━━━━━ 引用文

大切なのは国民主権。国の有り様を決める憲法を国民の意志として定め、その憲法の精神を実現するやり方を定める法律を、普通選挙で選ばれた各地域の国民の代表者(議員)が多数決で定める。

そして、その法律に基づいて国民から税金を取り、それを原資にして実務を執行し、国家の安寧秩序を守るための強制力を持つ機関としての政府を多数派政党、あるいは選挙で勝った大統領に編成させる。

そして、その状況を議員だけでなく国民が監視する(その状況を国民に知らせるために存在するのが新聞、報道などのいわゆるマスコミ)。その実行の仕方が気に入らなければ、その民意をデモやストという形で政府に伝えて改善を促すし、定期的に行われる普通選挙によって政権を取らせる多数派政党(あるいは大統領、選挙制度による)を交代させられる。

そういった民主主義という仕組みが、国民と国家(政府権力)との関係における最良の仕組みだよ。それはいわば現代社会が共有している基本原理のようなものだよね。

と、一気に書いて、守るべきものは民主主義であって、その最大の価値は権力者の横暴を防ぐ仕組みにあることが再確認できたが、この中に資本主義という言葉が入っていない、つまり、必ずしも、民主主義=資本主義ではないことに気づく。

━━━━━━━━━━
━━━━━ データセットの行

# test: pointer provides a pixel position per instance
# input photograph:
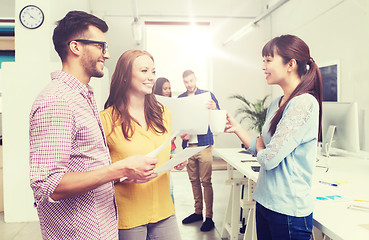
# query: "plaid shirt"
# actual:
(66, 135)
(205, 139)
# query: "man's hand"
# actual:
(136, 168)
(231, 125)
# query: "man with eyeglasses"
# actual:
(71, 173)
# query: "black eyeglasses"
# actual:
(103, 45)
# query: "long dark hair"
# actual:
(118, 98)
(158, 87)
(291, 47)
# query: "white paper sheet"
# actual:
(189, 114)
(179, 158)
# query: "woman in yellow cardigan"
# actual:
(136, 123)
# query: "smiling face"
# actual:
(143, 75)
(190, 83)
(275, 69)
(92, 58)
(166, 89)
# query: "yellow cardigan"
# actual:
(140, 204)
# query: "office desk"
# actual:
(332, 216)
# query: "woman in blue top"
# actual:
(287, 147)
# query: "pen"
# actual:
(331, 184)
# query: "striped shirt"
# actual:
(66, 135)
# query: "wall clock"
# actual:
(31, 17)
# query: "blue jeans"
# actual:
(271, 225)
(166, 229)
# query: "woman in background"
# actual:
(287, 147)
(162, 88)
(135, 123)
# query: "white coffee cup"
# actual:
(217, 120)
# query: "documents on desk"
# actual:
(337, 213)
(242, 162)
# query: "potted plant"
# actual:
(256, 112)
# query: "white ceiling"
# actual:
(180, 8)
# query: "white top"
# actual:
(287, 162)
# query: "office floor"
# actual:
(183, 204)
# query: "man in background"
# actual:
(199, 167)
(70, 170)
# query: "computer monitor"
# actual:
(344, 116)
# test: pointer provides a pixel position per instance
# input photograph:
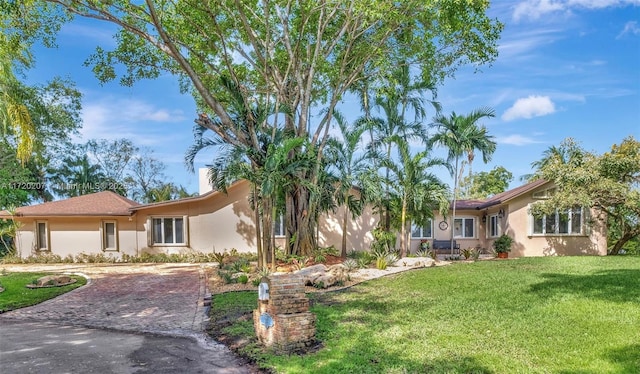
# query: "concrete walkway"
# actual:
(163, 299)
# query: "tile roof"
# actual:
(105, 203)
(500, 198)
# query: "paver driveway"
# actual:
(165, 299)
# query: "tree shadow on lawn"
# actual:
(609, 285)
(365, 352)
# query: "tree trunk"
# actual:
(299, 217)
(267, 225)
(403, 229)
(621, 242)
(256, 210)
(455, 197)
(345, 223)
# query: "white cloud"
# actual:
(529, 107)
(114, 118)
(102, 35)
(516, 139)
(630, 27)
(535, 9)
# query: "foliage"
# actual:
(461, 135)
(350, 264)
(483, 185)
(239, 265)
(467, 253)
(347, 166)
(16, 295)
(243, 279)
(416, 191)
(502, 244)
(226, 276)
(383, 241)
(219, 257)
(145, 176)
(609, 182)
(267, 53)
(566, 300)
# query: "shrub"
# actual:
(467, 253)
(381, 263)
(239, 265)
(503, 244)
(226, 276)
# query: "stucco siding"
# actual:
(591, 242)
(75, 235)
(215, 224)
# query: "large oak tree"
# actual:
(302, 55)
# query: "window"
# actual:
(564, 222)
(278, 226)
(464, 228)
(42, 236)
(494, 226)
(422, 232)
(109, 236)
(169, 230)
(544, 194)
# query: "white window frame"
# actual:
(556, 231)
(279, 220)
(47, 237)
(474, 236)
(496, 218)
(164, 243)
(422, 235)
(103, 232)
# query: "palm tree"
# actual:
(418, 190)
(461, 135)
(342, 155)
(394, 100)
(14, 114)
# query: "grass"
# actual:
(16, 295)
(531, 315)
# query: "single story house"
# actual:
(217, 221)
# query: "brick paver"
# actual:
(165, 299)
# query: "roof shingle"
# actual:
(105, 203)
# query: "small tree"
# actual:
(609, 182)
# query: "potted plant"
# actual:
(502, 246)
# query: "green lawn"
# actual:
(534, 315)
(16, 295)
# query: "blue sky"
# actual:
(566, 69)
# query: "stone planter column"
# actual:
(283, 321)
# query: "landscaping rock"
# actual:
(322, 276)
(339, 271)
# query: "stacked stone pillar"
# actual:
(283, 321)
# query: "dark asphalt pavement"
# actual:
(44, 347)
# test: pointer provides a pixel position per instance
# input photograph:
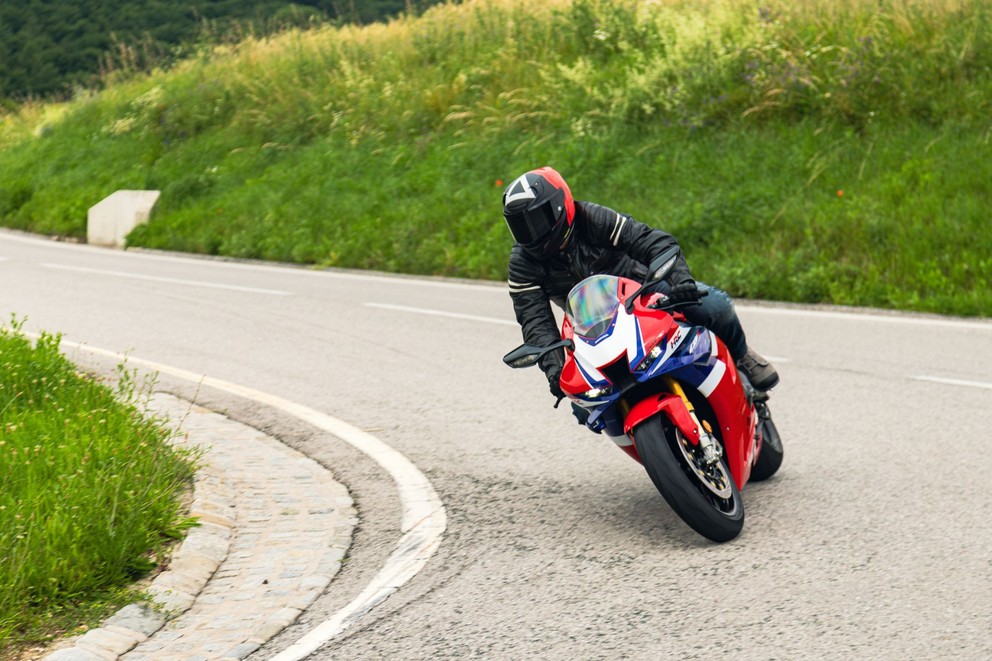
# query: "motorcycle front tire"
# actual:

━━━━━━━━━━

民主主義について述べた上の文章を、最後の文に続けて書き進めなさい。

皮肉なことではあるが、実態は独裁国家なのに〇〇民主主義人民共和国と名乗っている国もある。かの国では、虐げられてきた農民や労働者階級である(はずの)人民の一部が王権や他国から来た権力を倒して、自らが権力を握ればそれが民主主義という定義なんだろうな。

さて、言葉の意味を確認すると

民主主義:普通選挙で時の政権を担う人を決めること

資本主義:法人(株式会社)がお金(資本)を集め、それを元手に製品やサービスを提供してお金を増やして利益を上げ、資本家に配当によるフローの利益や株価の値上がりという資産価値の増大で報いることを旨として経済活動をすること。

自由主義私有財産を守ることを第一とし、政府が個人にあまり干渉しないようにすること。市場経済に任せて国家は法人や個人の経済活動に対する規制をあまりしないこと。

共産主義私有財産を廃し、国あるいは共同体が資産を所有すること。人民は国や共同体から提供される家に住み、与えられた職場で働く。衣食住と仕事が死ぬまで国から保証されるので個人財産を増やしたり、それを子供に相続させたりする意味がなくなる社会。個人生活のフロー(生活費)が維持できれば個人のストック(資産)はいらないという考え方。究極の平等社会。

社会主義:政府が社会全体を差配し、個人の生活をささえること。社会のための活動は主に政府が国営で行う(下水道、電気、運輸交通、物の製造、医療、福祉)。利益を上げることが目的の私企業は停止し、国営企業が社会に必要なものやサービスを提供する。経済成長よりも社会全体の平等を重視する。

さて、本書である。

第一部に登場するマイケルハートはデューク大学の教授で、「帝国」という「21世紀の共産党宣言」と言われる書物の著者である。

氏は、まず最初に「格差論」のピケティに代表される、行き過ぎた資本主義を飼いならして社会民主主義的な社会を作ろうという考えでは世の中はよくならないと言い切る。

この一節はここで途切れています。